(Source data)

>>>

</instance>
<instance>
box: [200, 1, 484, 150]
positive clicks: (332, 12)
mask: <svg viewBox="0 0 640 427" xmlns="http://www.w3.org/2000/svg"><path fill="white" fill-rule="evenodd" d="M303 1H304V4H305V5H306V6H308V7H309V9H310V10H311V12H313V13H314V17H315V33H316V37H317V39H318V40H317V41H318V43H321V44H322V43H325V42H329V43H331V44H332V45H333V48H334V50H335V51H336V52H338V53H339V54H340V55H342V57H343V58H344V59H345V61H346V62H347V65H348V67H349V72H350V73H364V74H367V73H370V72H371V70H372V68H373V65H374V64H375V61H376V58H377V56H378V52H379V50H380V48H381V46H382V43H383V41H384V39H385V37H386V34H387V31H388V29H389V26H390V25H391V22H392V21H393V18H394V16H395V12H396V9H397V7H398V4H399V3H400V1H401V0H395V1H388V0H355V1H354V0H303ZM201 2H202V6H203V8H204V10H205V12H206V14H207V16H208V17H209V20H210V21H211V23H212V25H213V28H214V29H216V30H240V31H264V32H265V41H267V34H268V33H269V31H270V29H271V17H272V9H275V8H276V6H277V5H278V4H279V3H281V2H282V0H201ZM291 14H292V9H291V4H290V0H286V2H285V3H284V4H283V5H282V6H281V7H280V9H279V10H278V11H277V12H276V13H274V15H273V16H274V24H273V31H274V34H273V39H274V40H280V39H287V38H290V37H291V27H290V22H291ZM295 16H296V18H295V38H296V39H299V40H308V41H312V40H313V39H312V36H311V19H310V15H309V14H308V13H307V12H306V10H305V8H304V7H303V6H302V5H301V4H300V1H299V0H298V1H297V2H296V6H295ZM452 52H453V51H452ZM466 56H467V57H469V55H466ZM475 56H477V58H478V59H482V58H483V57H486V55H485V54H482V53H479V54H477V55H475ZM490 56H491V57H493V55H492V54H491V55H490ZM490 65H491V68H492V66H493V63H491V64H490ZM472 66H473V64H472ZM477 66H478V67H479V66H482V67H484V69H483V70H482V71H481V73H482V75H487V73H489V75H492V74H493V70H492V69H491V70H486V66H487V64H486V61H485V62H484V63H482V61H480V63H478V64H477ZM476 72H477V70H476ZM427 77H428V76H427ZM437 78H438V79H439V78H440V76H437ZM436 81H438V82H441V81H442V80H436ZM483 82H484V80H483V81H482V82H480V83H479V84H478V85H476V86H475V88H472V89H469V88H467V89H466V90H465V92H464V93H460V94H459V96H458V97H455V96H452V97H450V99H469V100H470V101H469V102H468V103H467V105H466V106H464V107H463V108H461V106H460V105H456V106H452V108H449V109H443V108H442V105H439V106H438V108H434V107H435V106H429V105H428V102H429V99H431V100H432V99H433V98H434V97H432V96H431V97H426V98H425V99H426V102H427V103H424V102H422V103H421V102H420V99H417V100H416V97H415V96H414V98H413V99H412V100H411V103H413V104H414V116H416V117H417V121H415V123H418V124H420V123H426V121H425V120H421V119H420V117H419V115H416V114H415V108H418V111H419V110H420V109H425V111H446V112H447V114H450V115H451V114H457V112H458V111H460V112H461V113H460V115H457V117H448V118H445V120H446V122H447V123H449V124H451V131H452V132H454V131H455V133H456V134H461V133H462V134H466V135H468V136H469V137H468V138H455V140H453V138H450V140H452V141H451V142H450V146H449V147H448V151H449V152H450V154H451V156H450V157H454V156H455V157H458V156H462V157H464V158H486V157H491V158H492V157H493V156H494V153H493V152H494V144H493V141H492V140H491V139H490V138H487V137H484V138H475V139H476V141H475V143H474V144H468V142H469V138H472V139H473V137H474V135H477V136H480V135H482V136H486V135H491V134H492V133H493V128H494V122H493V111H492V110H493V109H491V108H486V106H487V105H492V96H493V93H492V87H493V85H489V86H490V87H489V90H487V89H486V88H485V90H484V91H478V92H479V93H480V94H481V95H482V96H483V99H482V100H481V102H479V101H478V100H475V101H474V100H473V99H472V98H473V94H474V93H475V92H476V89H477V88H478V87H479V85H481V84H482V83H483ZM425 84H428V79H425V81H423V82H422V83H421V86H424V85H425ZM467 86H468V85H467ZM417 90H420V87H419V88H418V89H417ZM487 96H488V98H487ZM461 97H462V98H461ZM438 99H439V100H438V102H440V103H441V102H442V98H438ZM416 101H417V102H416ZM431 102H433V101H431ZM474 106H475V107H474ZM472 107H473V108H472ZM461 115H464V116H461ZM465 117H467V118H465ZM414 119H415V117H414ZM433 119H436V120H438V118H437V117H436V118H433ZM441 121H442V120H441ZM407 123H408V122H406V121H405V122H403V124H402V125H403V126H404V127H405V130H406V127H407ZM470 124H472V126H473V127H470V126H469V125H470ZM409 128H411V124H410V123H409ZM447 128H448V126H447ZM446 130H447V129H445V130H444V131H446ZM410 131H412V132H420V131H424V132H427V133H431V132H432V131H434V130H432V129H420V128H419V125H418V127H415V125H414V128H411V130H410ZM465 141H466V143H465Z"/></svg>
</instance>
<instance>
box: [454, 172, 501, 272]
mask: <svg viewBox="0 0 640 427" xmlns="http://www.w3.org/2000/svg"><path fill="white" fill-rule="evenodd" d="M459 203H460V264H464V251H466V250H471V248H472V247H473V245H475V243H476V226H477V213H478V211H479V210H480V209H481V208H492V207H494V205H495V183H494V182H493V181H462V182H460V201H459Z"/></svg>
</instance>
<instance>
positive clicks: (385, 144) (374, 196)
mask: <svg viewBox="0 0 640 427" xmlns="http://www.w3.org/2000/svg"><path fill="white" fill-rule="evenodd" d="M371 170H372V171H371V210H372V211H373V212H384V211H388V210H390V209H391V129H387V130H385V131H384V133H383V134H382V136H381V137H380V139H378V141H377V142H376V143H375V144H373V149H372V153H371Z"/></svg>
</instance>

<<<

■ PROBLEM TO WORK ON
Give back every line above, unchanged.

■ YOUR RESPONSE
</instance>
<instance>
box: [200, 1, 484, 150]
positive clicks: (332, 12)
mask: <svg viewBox="0 0 640 427" xmlns="http://www.w3.org/2000/svg"><path fill="white" fill-rule="evenodd" d="M303 1H304V4H305V5H306V6H308V7H309V9H310V10H311V12H313V13H314V17H315V33H316V37H317V39H318V40H317V41H318V43H321V44H322V43H325V42H329V43H331V44H332V45H333V48H334V50H335V51H336V52H338V53H339V54H340V55H342V57H343V58H344V59H345V61H346V62H347V65H348V67H349V72H350V73H364V74H367V73H370V72H371V70H372V68H373V65H374V64H375V61H376V58H377V56H378V52H379V50H380V48H381V46H382V43H383V41H384V39H385V37H386V34H387V31H388V29H389V26H390V25H391V22H392V21H393V18H394V16H395V12H396V9H397V7H398V4H399V3H400V1H401V0H395V1H388V0H355V1H354V0H303ZM201 2H202V6H203V8H204V10H205V12H206V14H207V16H208V17H209V20H210V21H211V23H212V25H213V28H214V29H216V30H240V31H264V32H265V41H267V34H268V33H269V31H270V29H271V17H272V9H275V8H276V6H277V5H278V4H279V3H281V2H282V0H201ZM291 14H292V9H291V4H290V0H286V2H285V3H284V4H283V5H282V6H281V7H280V9H279V10H278V11H277V12H276V13H274V15H273V16H274V24H273V31H274V34H273V39H274V40H280V39H287V38H290V37H291V27H290V22H291ZM295 16H296V18H295V38H296V39H299V40H308V41H312V40H313V39H312V36H311V19H310V15H309V14H308V13H307V12H306V10H305V8H304V7H303V6H302V5H301V4H300V1H299V0H298V1H297V2H296V6H295ZM452 52H453V51H452ZM466 56H467V57H469V55H466ZM475 56H477V58H478V59H482V58H483V57H486V55H485V54H482V53H479V54H477V55H475ZM490 56H491V57H493V55H492V54H491V55H490ZM490 65H491V68H492V66H493V63H491V64H490ZM472 66H473V64H472ZM477 66H478V67H479V66H482V67H484V69H483V70H482V71H481V73H482V75H487V73H489V75H492V74H493V70H492V69H491V70H486V66H487V64H486V61H485V62H484V63H482V61H480V63H478V64H477ZM476 72H477V70H476ZM427 77H428V76H427ZM437 78H438V79H439V78H440V76H437ZM436 81H438V82H441V81H442V80H436ZM483 82H484V80H483V81H482V82H480V83H479V84H478V85H476V86H475V88H472V89H469V88H467V89H466V90H465V92H464V93H460V94H459V96H458V97H455V96H452V97H450V99H469V100H470V101H469V102H468V103H467V105H466V106H464V107H463V108H461V106H460V105H456V106H452V108H449V109H443V108H442V105H439V106H438V108H434V107H435V106H429V105H428V102H429V99H431V100H432V99H433V98H434V97H432V96H431V97H426V98H425V99H426V102H427V103H424V102H422V103H421V102H420V99H417V100H416V97H415V96H414V98H413V99H412V100H411V103H413V104H414V116H416V117H417V121H415V123H418V124H420V123H426V121H425V120H421V119H420V117H419V115H416V114H415V108H418V111H419V110H420V109H425V111H446V112H447V114H450V115H451V114H457V112H458V111H460V112H461V113H460V115H457V117H448V118H445V120H446V122H447V123H449V124H451V131H452V132H454V131H455V133H456V134H461V133H462V134H466V135H468V136H469V137H468V138H455V140H453V138H450V140H452V141H451V142H450V146H449V147H448V151H449V152H450V154H451V156H450V157H454V156H455V157H458V156H462V157H464V158H486V157H491V158H492V157H493V156H494V153H493V152H494V144H493V141H492V140H491V139H490V138H487V137H484V138H475V139H476V141H475V143H474V144H468V142H469V138H472V139H473V137H474V135H477V136H480V135H482V136H486V135H491V134H492V133H493V128H494V122H493V111H492V110H493V109H491V108H486V106H487V105H492V96H493V93H492V87H493V85H489V86H490V87H489V90H487V89H486V88H485V90H484V91H478V92H479V93H480V94H481V95H482V96H483V99H482V100H481V102H479V101H478V100H475V101H474V100H473V99H472V98H473V94H474V93H475V92H476V89H477V88H478V87H479V85H481V84H482V83H483ZM425 84H428V79H425V81H423V82H422V83H421V86H424V85H425ZM467 86H468V85H467ZM417 90H420V87H419V88H418V89H417ZM487 96H488V98H487ZM461 97H462V98H461ZM438 99H439V100H438V102H440V103H441V102H442V98H438ZM416 101H417V102H416ZM431 102H433V101H431ZM474 106H475V107H474ZM472 107H473V108H472ZM461 115H464V116H461ZM465 117H467V118H465ZM414 119H415V117H414ZM433 119H436V120H438V118H437V117H436V118H433ZM441 121H442V120H441ZM407 123H408V122H406V121H405V122H403V124H402V125H403V126H404V127H405V130H406V127H407ZM470 124H472V126H473V127H470V126H469V125H470ZM409 128H411V124H410V123H409ZM447 128H448V126H447ZM446 130H447V129H445V130H444V131H446ZM410 131H412V132H420V131H424V132H427V133H431V132H432V131H434V130H432V129H420V128H419V125H418V127H415V125H414V128H411V130H410ZM465 141H466V143H465Z"/></svg>
</instance>
<instance>
box: [454, 172, 501, 272]
mask: <svg viewBox="0 0 640 427" xmlns="http://www.w3.org/2000/svg"><path fill="white" fill-rule="evenodd" d="M459 203H460V264H464V251H466V250H471V248H472V247H473V245H475V243H476V226H477V213H478V211H479V210H480V209H481V208H492V207H494V205H495V183H494V182H493V181H462V182H460V201H459Z"/></svg>
</instance>
<instance>
positive clicks: (385, 144) (374, 196)
mask: <svg viewBox="0 0 640 427" xmlns="http://www.w3.org/2000/svg"><path fill="white" fill-rule="evenodd" d="M371 170H372V171H371V210H372V211H373V212H384V211H388V210H390V209H391V129H387V130H385V131H384V133H383V134H382V136H381V137H380V139H378V141H377V142H376V143H375V144H373V149H372V153H371Z"/></svg>
</instance>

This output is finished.